> _Passage to read_
***

See the doIt/undoIt methods in https://help.autodesk.com/view/MAYAUL/2022/ENU/?guid=Maya_SD...




I've been working on an editor (not text) in C++ and pretty early got into undo/redo. I went down the route of doIt/undoIt for commands but that quickly got old. There was both the extra work needed to implement undo separately for every operation, but also the nagging feeling that the undo operation for some operation wasn't implemented correctly.

In the end, I switched to representing the entire document state using persistent data structures (using the immer library). This vastly simplified things and implementing undo/redo becomes absolutely trivial when using persistent data structures. It's probably not something that is suitable for all domains, but worth checking out.

https://github.com/arximboldi/immer


Man, fonts sometimes really matter.

I've been pondering about calling your developers nasty names and what a dolt method is actually doing ...

Until I realized that they were DO-IT, UNDO-IT. <facepalm>


Bit of trivia:

The first Macs (or maybe it was the Lisa) had DO IT instead of OK. The people in the focus groups testing it got annoyed that they were being called dolts.


Not the first Macs, the work-in-progress Lisas they used for user research https://www.folklore.org/StoryView.py?story=Do_It.txt:

“Starting in the summer of 1981, Larry organized a series of user tests of the nascent Lisa software, recruiting friends and family to try out the software for the first time, while being observed by the Apple designers who recorded their reaction.

[…]

Finally, the team noticed one user that was particularly flummoxed by the dialog box, who even seemed to be getting a bit angry. The moderator interrupted the test and asked him what the problem was. He replied, "I'm not a dolt, why is the software calling me a dolt?"

It turns out he wasn't noticing the space between the 'o' and the 'I' in 'Do It'; in the sans-serif system font we were using, a capital 'I' looked very much like a lower case 'l', so he was reading 'Do It' as 'Dolt' and was therefore kind of offended.

After a bit of consideration, we switched the positive confirmation button label to 'OK' (which was initially avoided, because we thought it was too colloquial), and from that point on people seemed to have fewer problems.”

***

> _Supplied data_

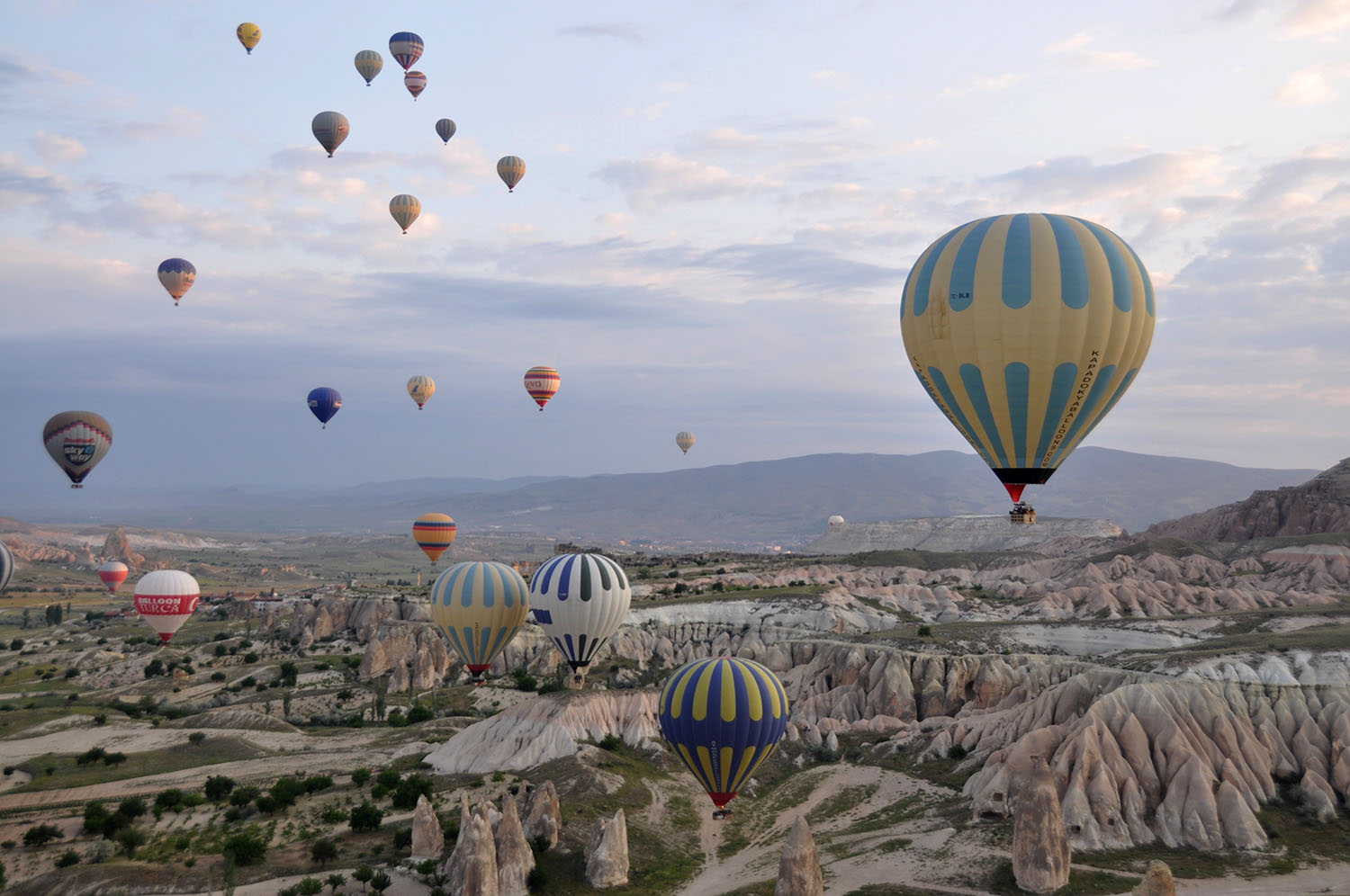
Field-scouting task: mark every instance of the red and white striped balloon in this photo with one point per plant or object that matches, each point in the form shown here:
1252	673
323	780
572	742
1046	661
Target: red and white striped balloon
166	598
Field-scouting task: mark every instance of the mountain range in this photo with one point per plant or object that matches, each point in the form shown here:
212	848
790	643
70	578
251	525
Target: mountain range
748	505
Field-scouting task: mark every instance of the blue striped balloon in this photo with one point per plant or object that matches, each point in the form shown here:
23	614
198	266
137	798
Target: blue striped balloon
724	717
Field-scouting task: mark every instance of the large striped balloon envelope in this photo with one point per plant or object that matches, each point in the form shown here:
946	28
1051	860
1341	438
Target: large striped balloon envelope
435	532
724	717
1025	331
480	606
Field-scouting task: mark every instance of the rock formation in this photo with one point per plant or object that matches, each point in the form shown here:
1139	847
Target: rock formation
472	868
607	855
1157	882
428	839
799	866
515	858
543	818
1040	841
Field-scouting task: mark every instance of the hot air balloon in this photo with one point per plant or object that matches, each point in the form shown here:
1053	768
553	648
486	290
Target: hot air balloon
405	210
723	717
580	599
416	83
324	402
480	606
112	574
542	383
407	48
177	275
1025	331
510	169
329	129
435	532
166	598
421	389
77	440
248	35
369	64
5	566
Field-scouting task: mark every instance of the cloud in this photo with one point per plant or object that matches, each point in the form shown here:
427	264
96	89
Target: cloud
54	148
613	30
666	178
1079	50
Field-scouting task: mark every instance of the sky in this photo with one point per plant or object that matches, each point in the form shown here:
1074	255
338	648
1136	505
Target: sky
721	205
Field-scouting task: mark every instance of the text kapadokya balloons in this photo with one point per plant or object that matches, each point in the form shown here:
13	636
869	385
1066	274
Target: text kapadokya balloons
166	598
580	599
723	717
416	83
329	129
177	275
405	48
77	440
480	606
369	64
112	574
1025	331
5	566
510	169
324	402
435	532
421	389
248	35
542	383
404	210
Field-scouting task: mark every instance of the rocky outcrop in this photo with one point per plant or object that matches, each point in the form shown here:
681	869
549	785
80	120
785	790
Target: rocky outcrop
515	860
799	866
472	868
1040	842
547	728
607	855
1157	882
1319	505
543	820
428	839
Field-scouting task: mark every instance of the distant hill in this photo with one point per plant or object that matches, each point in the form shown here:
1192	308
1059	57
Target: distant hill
1317	506
770	502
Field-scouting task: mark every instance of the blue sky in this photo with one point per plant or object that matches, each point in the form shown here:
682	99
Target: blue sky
721	204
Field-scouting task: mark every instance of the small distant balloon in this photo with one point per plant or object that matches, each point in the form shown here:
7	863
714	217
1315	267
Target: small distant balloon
166	598
542	383
77	440
248	35
416	83
407	48
404	210
329	129
177	275
369	64
421	389
510	169
435	532
112	574
324	402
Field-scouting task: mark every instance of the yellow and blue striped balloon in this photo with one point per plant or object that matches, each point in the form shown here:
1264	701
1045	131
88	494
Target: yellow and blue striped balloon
405	210
1025	331
724	717
480	606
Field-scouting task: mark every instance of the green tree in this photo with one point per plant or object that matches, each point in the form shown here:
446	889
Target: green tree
366	817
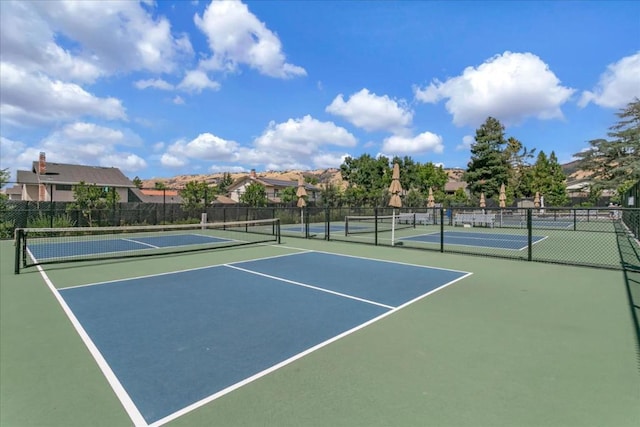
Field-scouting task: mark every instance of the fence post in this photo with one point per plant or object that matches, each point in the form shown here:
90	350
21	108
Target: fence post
442	229
327	223
18	244
375	226
529	234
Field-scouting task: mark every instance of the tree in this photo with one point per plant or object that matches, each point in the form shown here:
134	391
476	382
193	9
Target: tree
370	176
194	196
615	161
89	198
289	195
557	192
488	168
331	196
4	178
549	180
414	198
518	156
254	195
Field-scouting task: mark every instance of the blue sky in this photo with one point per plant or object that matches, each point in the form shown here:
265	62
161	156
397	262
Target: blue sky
169	88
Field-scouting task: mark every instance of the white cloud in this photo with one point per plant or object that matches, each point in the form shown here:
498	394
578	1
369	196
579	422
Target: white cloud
401	145
294	144
153	83
510	87
171	161
196	81
372	112
30	98
329	160
204	147
12	157
618	85
83	144
303	136
467	140
236	37
135	39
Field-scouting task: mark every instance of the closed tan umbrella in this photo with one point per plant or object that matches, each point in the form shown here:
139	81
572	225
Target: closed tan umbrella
301	193
395	202
431	202
503	197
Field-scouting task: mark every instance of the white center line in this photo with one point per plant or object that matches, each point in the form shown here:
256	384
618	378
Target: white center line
311	287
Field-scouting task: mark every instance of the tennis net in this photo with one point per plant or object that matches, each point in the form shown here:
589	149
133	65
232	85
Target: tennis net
355	224
35	246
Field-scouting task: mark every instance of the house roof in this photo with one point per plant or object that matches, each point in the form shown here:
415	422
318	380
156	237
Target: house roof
12	190
61	173
452	186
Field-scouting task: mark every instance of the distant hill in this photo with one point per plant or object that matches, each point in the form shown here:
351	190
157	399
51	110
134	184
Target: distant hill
323	176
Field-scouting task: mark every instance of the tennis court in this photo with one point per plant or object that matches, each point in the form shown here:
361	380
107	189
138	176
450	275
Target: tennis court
310	333
194	332
516	242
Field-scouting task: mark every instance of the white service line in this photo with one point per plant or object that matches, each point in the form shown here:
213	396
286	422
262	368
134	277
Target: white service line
311	287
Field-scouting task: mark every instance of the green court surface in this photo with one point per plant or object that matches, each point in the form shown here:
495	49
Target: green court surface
515	344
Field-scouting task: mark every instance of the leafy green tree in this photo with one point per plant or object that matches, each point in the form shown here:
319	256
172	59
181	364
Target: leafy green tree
194	196
4	178
288	195
557	192
370	176
331	196
311	179
488	168
614	161
459	198
255	195
415	198
549	180
89	198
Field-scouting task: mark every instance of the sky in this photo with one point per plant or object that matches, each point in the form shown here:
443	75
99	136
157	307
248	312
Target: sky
166	88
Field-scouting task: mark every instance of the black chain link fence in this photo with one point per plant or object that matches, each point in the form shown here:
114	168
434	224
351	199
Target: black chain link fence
581	236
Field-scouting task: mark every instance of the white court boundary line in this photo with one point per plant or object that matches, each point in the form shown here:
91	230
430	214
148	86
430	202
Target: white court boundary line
300	355
304	285
126	400
118	389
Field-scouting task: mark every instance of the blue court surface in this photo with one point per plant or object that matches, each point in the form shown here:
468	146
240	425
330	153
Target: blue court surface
316	228
486	240
50	249
179	340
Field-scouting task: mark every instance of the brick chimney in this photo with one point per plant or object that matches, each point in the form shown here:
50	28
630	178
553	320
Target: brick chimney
42	164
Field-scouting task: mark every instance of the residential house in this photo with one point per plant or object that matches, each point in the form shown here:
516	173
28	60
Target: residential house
273	187
53	182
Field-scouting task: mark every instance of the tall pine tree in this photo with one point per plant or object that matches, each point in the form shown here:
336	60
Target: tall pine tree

***

> _Job 1_
Reproduce the forum thread from "I've been working" up to and including "sometimes really matter.".
> _Job 2_
In the forum thread, which library is used to represent the document state with persistent data structures?
> _Job 3_
Decide whether each statement agrees with the forum thread, answering yes or no and quoting the words that settle it: (a) User tests of the Lisa software began in the summer of 1981. (b) The team first avoided the label 'OK' because they thought it was too long. (c) The editor described in the thread is a text editor.
The rows have no role in this and can be left out.

> _Written solution 1_
I've been working on an editor (not text) in C++ and pretty early got into undo/redo. I went down the route of doIt/undoIt for commands but that quickly got old. There was both the extra work needed to implement undo separately for every operation, but also the nagging feeling that the undo operation for some operation wasn't implemented correctly.

In the end, I switched to representing the entire document state using persistent data structures (using the immer library). This vastly simplified things and implementing undo/redo becomes absolutely trivial when using persistent data structures. It's probably not something that is suitable for all domains, but worth checking out.

https://github.com/arximboldi/immer


Man, fonts sometimes really matter.

> _Written solution 2_
The immer library.

> _Written solution 3_
(a) Yes: "Starting in the summer of 1981, Larry organized a series of user tests of the nascent Lisa software"
(b) No: "which was initially avoided, because we thought it was too colloquial"
(c) No: "I've been working on an editor (not text) in C++"